## SOURCE DATA

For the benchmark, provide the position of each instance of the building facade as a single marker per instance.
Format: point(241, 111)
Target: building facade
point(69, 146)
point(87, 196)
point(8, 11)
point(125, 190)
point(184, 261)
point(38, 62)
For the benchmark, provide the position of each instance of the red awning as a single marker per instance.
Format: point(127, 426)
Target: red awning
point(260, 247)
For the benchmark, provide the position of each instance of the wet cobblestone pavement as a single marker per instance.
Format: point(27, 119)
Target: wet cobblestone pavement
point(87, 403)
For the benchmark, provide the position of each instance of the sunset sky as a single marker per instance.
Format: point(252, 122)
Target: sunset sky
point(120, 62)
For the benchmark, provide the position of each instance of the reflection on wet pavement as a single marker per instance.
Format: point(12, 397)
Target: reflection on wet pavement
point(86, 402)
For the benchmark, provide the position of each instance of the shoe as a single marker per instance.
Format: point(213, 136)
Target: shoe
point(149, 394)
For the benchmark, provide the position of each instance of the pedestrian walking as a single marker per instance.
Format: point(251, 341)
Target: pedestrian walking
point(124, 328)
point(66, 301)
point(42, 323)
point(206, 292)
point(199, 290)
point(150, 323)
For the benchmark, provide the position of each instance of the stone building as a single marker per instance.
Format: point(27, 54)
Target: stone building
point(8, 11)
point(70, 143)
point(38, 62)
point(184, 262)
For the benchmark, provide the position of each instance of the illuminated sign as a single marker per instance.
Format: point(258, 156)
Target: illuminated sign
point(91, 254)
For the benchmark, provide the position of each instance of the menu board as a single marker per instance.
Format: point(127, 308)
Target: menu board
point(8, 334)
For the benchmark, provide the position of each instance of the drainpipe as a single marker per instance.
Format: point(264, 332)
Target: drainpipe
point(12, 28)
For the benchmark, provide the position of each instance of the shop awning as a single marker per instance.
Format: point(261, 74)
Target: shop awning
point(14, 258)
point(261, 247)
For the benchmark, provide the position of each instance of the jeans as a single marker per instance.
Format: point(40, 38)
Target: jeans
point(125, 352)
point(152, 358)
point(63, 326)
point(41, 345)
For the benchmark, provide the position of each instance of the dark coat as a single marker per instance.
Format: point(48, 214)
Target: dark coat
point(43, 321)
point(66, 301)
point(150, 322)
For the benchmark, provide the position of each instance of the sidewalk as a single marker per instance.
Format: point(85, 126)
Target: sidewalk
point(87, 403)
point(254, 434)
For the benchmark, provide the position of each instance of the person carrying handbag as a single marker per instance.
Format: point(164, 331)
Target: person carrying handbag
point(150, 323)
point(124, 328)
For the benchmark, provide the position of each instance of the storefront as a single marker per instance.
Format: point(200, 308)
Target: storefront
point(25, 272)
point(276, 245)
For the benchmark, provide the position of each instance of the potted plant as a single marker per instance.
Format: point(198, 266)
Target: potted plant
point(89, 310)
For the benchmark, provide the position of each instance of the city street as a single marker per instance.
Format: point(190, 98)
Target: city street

## STATED EXERCISE
Reproduce the records from the line containing "handbag as a single marker per instance." through the end of the records, substituting "shop window" for every "storefront" and leaving everything else unchanged.

## REPLY
For the benchmark, provide the position of each instance of the person carrying handbag as a single marker per instance.
Format: point(164, 331)
Target: person carrying handbag
point(150, 323)
point(124, 328)
For the benchmark, provide the position of each instance of the shop window as a single marker per instance.
Format: point(200, 308)
Target: shop window
point(25, 272)
point(276, 245)
For the benchmark, provide the position of each instance of the potted plant as a single marker per instance.
Format: point(198, 266)
Target: potted plant
point(89, 310)
For the benchmark, provide the position of each instance of the city street as a single marker per instance.
Format: point(190, 98)
Target: city street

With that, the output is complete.